WHAT YOU WILL DO
Write out exactly, with no other output, the lines below from the one that contains "task | put a dot on every instance of the dirt" through the end.

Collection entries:

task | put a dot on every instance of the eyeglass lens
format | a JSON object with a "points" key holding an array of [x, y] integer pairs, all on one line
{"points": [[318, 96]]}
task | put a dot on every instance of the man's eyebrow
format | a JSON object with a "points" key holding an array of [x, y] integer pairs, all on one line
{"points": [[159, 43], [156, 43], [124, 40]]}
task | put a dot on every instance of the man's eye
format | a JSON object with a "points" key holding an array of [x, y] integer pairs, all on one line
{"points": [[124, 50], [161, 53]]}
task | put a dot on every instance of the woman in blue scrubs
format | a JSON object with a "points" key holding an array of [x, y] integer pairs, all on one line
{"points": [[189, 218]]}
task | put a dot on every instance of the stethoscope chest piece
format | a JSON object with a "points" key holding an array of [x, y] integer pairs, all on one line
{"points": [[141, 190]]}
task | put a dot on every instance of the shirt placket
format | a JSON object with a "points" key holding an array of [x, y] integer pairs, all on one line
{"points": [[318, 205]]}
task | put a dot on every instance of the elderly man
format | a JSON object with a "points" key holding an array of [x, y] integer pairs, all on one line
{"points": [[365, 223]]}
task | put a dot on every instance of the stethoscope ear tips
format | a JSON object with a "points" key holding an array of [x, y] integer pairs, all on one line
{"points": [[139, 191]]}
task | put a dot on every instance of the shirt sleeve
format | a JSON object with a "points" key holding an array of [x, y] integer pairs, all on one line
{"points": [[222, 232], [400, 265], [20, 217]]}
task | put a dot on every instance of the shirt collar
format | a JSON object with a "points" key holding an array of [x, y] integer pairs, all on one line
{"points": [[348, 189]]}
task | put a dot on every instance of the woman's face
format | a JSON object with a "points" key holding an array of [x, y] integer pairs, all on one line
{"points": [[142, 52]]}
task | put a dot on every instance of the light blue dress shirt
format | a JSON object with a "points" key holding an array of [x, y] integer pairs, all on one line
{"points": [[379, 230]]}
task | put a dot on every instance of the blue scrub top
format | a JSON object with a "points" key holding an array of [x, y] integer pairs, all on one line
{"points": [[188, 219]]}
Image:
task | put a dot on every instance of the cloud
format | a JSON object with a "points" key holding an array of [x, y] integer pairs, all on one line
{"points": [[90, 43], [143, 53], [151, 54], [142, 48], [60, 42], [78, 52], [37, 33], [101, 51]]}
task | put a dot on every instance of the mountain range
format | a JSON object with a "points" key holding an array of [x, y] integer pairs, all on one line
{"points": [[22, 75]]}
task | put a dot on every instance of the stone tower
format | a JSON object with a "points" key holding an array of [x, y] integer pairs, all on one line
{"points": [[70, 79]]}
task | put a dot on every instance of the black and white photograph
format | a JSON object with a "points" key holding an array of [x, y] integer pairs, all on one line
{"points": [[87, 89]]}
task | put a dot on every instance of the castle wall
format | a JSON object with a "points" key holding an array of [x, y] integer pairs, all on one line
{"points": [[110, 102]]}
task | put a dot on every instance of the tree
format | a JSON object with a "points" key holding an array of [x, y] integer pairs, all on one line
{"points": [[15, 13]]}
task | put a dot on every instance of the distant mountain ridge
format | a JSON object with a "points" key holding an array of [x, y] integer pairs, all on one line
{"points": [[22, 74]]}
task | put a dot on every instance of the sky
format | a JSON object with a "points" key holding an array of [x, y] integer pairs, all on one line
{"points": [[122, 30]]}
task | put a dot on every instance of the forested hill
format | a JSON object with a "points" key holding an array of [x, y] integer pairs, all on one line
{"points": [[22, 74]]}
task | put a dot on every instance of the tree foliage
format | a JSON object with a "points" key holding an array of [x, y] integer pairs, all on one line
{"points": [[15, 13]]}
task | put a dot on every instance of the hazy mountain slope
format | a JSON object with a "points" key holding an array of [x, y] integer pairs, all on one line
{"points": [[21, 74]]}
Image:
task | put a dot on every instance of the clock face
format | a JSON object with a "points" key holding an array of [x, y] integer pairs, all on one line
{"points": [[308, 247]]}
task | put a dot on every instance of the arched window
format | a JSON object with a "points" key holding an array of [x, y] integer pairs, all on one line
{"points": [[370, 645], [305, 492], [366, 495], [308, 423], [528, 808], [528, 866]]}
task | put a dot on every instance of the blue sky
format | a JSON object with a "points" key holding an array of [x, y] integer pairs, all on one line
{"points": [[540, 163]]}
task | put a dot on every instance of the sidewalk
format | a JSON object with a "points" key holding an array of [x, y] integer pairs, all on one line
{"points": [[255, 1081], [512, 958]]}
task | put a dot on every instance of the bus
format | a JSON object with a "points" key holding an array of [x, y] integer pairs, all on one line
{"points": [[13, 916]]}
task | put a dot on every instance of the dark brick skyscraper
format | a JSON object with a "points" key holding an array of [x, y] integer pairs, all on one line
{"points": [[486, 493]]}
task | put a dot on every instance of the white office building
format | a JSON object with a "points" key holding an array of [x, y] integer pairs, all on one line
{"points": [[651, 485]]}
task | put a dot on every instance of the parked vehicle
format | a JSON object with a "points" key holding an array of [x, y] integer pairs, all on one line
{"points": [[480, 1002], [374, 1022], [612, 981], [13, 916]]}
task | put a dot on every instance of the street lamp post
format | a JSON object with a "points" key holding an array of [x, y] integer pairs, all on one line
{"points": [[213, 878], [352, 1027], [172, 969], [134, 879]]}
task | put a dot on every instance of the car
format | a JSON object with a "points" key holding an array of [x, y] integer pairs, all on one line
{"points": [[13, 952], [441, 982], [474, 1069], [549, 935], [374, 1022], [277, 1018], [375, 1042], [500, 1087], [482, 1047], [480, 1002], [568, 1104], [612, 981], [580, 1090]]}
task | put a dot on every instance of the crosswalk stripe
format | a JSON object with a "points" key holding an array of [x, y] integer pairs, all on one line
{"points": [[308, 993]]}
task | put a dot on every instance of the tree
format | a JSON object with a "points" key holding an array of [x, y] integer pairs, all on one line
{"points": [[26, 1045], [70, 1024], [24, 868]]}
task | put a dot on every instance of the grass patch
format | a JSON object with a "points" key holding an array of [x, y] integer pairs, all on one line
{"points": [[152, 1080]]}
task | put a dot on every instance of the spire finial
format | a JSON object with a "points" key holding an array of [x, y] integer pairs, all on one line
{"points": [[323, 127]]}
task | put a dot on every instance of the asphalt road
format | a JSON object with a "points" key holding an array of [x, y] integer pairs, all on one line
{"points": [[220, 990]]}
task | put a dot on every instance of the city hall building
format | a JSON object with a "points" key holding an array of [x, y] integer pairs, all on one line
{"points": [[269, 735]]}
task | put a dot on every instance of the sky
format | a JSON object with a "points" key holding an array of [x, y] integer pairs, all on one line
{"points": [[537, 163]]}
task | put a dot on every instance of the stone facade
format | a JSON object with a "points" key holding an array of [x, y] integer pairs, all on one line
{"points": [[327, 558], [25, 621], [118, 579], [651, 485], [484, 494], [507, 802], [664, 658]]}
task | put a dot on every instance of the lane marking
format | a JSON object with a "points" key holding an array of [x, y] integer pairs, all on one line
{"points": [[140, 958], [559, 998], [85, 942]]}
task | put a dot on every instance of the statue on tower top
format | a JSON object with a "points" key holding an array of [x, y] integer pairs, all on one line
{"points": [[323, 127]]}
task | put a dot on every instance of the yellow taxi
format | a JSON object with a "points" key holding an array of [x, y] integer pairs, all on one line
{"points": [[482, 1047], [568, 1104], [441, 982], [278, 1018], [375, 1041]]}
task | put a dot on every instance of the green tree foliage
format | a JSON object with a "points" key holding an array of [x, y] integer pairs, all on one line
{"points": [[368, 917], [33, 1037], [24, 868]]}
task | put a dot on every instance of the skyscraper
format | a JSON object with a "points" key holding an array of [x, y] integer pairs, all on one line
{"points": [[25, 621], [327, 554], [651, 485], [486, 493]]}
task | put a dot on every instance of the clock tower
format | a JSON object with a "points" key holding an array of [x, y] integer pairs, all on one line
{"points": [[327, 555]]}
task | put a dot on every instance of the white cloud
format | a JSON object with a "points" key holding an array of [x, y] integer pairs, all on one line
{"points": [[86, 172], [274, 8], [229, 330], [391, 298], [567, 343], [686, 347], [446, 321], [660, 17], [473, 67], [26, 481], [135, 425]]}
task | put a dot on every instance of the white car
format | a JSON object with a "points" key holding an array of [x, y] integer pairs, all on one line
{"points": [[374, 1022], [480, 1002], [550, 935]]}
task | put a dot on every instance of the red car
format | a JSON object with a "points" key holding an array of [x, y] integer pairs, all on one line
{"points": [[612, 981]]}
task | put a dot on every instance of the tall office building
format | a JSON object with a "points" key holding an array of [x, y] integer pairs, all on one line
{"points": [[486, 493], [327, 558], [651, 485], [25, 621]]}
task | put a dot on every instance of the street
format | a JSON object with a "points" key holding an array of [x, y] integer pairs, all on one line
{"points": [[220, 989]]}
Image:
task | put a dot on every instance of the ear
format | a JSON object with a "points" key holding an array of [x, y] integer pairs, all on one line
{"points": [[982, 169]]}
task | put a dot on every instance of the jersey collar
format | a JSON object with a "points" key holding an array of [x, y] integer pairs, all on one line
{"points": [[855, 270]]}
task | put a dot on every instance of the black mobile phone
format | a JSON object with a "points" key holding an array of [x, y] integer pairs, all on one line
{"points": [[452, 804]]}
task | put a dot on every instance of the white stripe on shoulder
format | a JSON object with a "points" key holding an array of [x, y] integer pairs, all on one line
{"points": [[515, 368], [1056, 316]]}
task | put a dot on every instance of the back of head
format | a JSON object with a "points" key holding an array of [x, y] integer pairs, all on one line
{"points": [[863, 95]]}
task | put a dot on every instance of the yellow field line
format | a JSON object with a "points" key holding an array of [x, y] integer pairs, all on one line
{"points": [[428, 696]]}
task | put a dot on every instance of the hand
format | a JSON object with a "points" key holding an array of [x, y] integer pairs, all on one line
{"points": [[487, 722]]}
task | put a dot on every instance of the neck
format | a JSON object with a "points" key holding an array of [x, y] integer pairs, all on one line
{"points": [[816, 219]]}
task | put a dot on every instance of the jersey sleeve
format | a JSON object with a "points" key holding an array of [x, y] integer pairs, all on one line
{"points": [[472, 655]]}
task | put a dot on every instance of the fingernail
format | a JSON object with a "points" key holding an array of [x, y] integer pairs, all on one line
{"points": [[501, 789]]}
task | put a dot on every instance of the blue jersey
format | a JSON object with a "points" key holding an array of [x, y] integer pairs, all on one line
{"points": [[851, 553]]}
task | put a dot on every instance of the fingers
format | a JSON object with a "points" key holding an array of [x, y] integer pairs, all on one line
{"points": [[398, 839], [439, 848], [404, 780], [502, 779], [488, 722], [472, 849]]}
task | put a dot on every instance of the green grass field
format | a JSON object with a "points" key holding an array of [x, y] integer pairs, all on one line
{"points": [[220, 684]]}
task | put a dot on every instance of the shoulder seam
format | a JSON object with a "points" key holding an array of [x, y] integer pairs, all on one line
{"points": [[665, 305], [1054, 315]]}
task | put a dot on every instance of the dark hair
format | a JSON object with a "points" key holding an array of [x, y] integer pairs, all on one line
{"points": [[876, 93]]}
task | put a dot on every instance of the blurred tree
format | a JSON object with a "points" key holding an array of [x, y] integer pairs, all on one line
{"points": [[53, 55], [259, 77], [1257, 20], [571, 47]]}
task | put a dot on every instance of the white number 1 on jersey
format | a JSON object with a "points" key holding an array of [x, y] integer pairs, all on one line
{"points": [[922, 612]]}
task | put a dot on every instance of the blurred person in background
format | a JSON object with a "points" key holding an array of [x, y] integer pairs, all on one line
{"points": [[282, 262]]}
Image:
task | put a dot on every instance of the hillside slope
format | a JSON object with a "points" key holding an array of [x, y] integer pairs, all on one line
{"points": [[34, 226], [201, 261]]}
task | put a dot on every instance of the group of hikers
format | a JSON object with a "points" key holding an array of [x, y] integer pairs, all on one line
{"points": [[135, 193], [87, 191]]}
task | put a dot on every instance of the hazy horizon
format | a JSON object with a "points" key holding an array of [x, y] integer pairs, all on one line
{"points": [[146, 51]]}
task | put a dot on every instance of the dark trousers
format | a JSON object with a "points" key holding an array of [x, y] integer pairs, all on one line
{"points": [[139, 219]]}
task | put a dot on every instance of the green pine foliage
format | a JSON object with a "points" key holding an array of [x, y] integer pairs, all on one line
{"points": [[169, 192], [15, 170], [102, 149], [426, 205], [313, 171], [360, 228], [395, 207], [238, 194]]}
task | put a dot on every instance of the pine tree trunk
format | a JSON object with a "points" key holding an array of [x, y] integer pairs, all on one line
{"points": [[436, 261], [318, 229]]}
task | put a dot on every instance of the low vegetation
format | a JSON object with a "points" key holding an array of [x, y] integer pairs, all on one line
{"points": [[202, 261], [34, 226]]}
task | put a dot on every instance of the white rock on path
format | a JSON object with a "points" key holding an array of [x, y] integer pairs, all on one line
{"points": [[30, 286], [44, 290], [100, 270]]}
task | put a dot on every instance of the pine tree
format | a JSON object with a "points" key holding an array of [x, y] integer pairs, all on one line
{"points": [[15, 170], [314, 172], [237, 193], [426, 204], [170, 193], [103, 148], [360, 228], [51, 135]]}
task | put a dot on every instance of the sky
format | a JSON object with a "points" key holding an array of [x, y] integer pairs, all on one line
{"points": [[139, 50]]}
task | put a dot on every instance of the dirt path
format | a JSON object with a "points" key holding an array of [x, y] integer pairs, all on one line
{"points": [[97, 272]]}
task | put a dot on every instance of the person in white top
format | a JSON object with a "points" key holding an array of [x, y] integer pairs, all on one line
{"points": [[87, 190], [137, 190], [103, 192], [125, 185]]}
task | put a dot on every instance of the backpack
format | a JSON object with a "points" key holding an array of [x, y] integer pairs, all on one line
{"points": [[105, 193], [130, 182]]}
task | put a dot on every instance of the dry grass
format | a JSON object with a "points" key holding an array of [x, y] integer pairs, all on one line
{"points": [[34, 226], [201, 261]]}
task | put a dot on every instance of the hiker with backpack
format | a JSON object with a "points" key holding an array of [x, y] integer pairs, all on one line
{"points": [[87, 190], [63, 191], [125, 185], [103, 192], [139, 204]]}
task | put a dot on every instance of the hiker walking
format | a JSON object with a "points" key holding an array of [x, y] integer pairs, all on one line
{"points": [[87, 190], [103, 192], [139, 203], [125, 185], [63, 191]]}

FINAL ANSWER
task | put a dot on every instance of the dirt path
format | a JSON object with a "points" key holding an array of [x, y] integer pairs, all on one line
{"points": [[97, 272]]}
task | put a dot on every instance of the person in white top
format | a JSON object with a "points" key holding an array of [x, y] integer pairs, all on one line
{"points": [[87, 190], [137, 190], [103, 192], [125, 185]]}
task | put a dot on every instance of the backpack
format | a JSON object with a "points" key holding an array of [x, y] integer pairs, all on one line
{"points": [[105, 193], [130, 182]]}
task | put a dot on every instance of the dry grass
format | a JSON object with a "points" key holding an array of [x, y] integer pairs, all on one line
{"points": [[34, 226], [201, 261]]}
task | put a dot on every instance of the hiker with backpack
format | a JSON object with a "points" key holding an array of [x, y] integer pairs, all on one line
{"points": [[87, 190], [63, 191], [125, 185], [103, 192], [139, 204]]}
task | put a dot on every instance of the hiker walking
format | a JSON object with a "points" key holding an array of [x, y] integer pairs, all on one line
{"points": [[87, 190], [103, 192], [139, 203], [125, 185], [63, 191]]}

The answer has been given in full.